# WRITTEN EXERCISE
Summarize the court opinion below in three sentences.

# SOURCE DOCUMENT
------------------------------------------------------------------------

Rodney Leroy Craig appeals a verdict and judgment against him arising out of a car accident he caused while under the influence of drugs and alcohol. He contends the trial court failed to enforce a settlement agreement, that the court made two evidentiary errors, and that the award of punitive damages was unconstitutional.
Construed in favor of the verdict, the facts show that on August 9, 1998, while he was on probation, Craig smoked two marijuana cigarettes, drank six beers and eight ounces of straight gin, then crashed his car into the back of a car driven by Tamika Holsey, pushing her car into the lane of oncoming traffic. Craig also fled the scene. Craig’s blood alcohol level was 0.169 three hours after the accident. He eventually pled guilty to leaving the scene of an accident, following too closely, and driving under the influence. His sentence included 30 months of probation. Holsey sustained injuries in the accident. Following trial, the jury returned a verdict of $8,801.40 in actual and compensatory damages and, following a separate hearing, $200,000 in punitive damages.
1. We first address whether Craig filed a timely notice of appeal.
Judgment was entered on March 15, 2002. On April 8, Craig filed a timely motion for new trial, but the trial court dismissed the motion as void on September 5, 2002, because of Craig’s failure to obtain or serve a rule nisi, as required by OCGA § 5-5-44. On September 11, 2002, Craig filed a notice of appeal from the verdict and judgment and the September 5 order dismissing his motion for new trial. Holsey has now filed a motion to dismiss the appeal, contending that this Court does not have jurisdiction to consider it because a void motion for new trial does not extend the time for filing a notice of appeal.

------------------------------------------------------------------------

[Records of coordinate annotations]
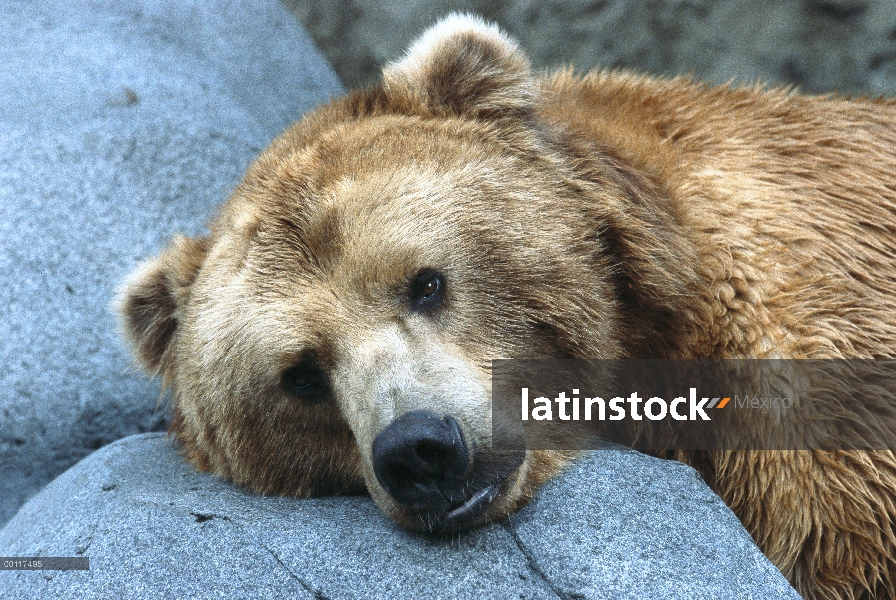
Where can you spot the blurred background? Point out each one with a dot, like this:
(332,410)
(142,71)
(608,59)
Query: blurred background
(845,46)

------------------------------------------------------------------------

# OUTPUT OF THE EXERCISE
Rodney Leroy Craig appeals a verdict and judgment arising from a car accident he caused while under the influence of drugs and alcohol, arguing that the trial court failed to enforce a settlement agreement, made two evidentiary errors, and imposed unconstitutional punitive damages. After smoking marijuana and drinking, Craig crashed into the back of Tamika Holsey's car and fled the scene; he later pleaded guilty to three offenses, and a jury awarded Holsey $8,801.40 in actual and compensatory damages and $200,000 in punitive damages. Holsey has moved to dismiss the appeal, contending that Craig's motion for new trial, which the trial court dismissed as void because he failed to obtain or serve a rule nisi, did not extend his time to file a notice of appeal.